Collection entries
•••
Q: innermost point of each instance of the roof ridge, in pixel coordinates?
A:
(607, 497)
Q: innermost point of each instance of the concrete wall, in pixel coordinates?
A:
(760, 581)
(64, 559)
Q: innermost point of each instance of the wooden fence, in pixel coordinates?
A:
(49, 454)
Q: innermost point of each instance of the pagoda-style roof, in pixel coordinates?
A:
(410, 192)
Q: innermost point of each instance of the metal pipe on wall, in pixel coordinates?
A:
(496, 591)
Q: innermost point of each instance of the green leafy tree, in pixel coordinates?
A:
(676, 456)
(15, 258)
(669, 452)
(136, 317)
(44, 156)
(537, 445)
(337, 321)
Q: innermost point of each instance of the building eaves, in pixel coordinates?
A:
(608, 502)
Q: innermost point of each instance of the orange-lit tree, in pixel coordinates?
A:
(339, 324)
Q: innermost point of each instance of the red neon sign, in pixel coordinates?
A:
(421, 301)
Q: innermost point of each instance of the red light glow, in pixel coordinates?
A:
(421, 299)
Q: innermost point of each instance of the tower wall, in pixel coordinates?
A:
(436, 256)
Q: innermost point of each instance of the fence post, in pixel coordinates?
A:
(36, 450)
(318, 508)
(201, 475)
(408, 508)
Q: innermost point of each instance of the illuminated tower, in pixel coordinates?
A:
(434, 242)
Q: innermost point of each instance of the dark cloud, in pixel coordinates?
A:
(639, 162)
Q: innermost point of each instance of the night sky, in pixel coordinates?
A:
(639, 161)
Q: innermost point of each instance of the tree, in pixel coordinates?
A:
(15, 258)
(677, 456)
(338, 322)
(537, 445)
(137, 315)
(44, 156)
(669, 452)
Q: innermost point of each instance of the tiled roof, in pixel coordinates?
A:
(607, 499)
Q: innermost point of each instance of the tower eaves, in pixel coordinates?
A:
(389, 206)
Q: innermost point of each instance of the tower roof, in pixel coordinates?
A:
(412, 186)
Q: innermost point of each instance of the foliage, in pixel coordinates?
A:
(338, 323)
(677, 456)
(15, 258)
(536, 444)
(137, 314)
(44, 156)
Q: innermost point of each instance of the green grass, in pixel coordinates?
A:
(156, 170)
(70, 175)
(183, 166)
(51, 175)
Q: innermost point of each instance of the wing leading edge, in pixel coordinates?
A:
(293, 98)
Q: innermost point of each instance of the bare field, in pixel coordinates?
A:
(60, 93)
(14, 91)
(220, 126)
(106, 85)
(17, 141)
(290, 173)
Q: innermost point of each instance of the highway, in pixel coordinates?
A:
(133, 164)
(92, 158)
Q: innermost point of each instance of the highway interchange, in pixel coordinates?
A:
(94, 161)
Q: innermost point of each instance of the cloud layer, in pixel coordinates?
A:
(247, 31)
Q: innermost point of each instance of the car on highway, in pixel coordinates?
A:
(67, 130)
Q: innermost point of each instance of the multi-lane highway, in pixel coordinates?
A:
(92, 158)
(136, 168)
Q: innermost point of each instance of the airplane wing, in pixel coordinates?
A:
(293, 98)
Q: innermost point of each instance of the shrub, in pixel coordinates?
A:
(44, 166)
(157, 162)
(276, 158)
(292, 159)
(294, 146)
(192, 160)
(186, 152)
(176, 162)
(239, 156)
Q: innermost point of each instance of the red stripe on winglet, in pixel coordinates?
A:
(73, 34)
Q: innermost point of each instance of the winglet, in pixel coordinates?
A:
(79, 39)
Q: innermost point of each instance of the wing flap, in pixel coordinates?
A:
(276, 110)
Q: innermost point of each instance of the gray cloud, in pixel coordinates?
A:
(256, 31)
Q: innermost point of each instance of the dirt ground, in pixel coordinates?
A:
•••
** WHAT YOU SHOULD DO **
The response must be an exact reproduction of all the entries.

** ANSWER SECTION **
Q: innermost point of each instance of the roof ridge, in pixel coordinates?
A:
(607, 497)
Q: innermost point of each instance of the concrete wall, in pixel coordinates?
A:
(760, 581)
(64, 559)
Q: innermost point of each instance of the wooden fence, in pixel coordinates?
A:
(49, 454)
Q: innermost point of each instance of the pagoda-style roof, in pixel coordinates?
A:
(410, 192)
Q: innermost point of each instance of the metal pipe on wall, in pixel coordinates?
A:
(496, 591)
Q: innermost point of each instance of the green leafy tree, in pixel coordinates?
A:
(676, 456)
(15, 258)
(669, 452)
(136, 317)
(44, 156)
(537, 445)
(337, 321)
Q: innermost point of each instance of the building eaves, in pixel coordinates?
A:
(608, 502)
Q: innermost point of each instance of the orange-lit tree, in pixel coordinates?
A:
(339, 324)
Q: innermost point of each instance of the red neon sign, in pixel coordinates?
A:
(421, 301)
Q: innermost point of each instance of the red light glow, in pixel coordinates?
A:
(421, 299)
Q: innermost point of each instance of the tower wall, in pixel coordinates?
A:
(436, 256)
Q: innermost point of each instance of the fence post, in pixel coordinates?
A:
(36, 450)
(318, 508)
(201, 475)
(408, 508)
Q: innermost point of each instance of the illuminated tower, in pixel coordinates?
A:
(434, 242)
Q: innermost point of each instance of the dark cloud, in pixel coordinates?
A:
(639, 162)
Q: innermost point of each instance of the night sky, in pixel coordinates?
A:
(639, 161)
Q: innermost point of each instance of the tree, in pixel coordinates?
A:
(15, 258)
(677, 456)
(338, 322)
(537, 445)
(137, 315)
(44, 156)
(669, 452)
Q: innermost point of each instance of the tiled roof, in pixel coordinates?
A:
(607, 499)
Q: innermost point of each instance of the tower eaves, in pixel coordinates?
A:
(389, 206)
Q: innermost point of each instance of the tower roof, in pixel coordinates?
A:
(412, 186)
Q: innermost point of each instance of the foliage, in pixel coordinates?
A:
(338, 323)
(677, 456)
(15, 258)
(536, 444)
(137, 314)
(44, 156)
Q: innermost point of each instance of the green grass, in pixel coordinates?
A:
(156, 170)
(70, 175)
(183, 166)
(51, 175)
Q: innermost point of each instance of the wing leading edge, in pixel coordinates?
A:
(293, 98)
Q: innermost point of each instance of the bare field, in pixel coordinates?
A:
(60, 93)
(14, 91)
(220, 126)
(106, 85)
(17, 141)
(290, 173)
Q: innermost point of each instance of the highway, in pixel coordinates?
A:
(133, 164)
(92, 158)
Q: innermost point of each instance of the highway interchange, in pixel coordinates?
A:
(94, 161)
Q: innermost point of each instance of the cloud layer, in pixel coordinates?
A:
(247, 31)
Q: innermost point of each instance of the car on highway, in pixel coordinates?
A:
(67, 130)
Q: innermost point of each instance of the multi-lane highway, in pixel coordinates?
A:
(92, 158)
(136, 168)
Q: innermost point of each instance of the airplane wing, in pixel coordinates?
A:
(293, 98)
Q: innermost point of each instance of the shrub, in pixel coordinates?
A:
(44, 166)
(157, 162)
(276, 158)
(292, 159)
(294, 146)
(192, 160)
(186, 152)
(176, 162)
(239, 156)
Q: innermost point of each instance of the red stripe on winglet, in pixel coordinates?
A:
(73, 34)
Q: innermost point of each instance of the winglet, in pixel coordinates?
A:
(79, 39)
Q: innermost point of each instance of the wing flap, in pixel coordinates?
A:
(276, 110)
Q: innermost point of each instance of the gray cloud, in pixel coordinates?
A:
(256, 31)
Q: innermost point of each instance of the dirt ground, in pixel coordinates?
A:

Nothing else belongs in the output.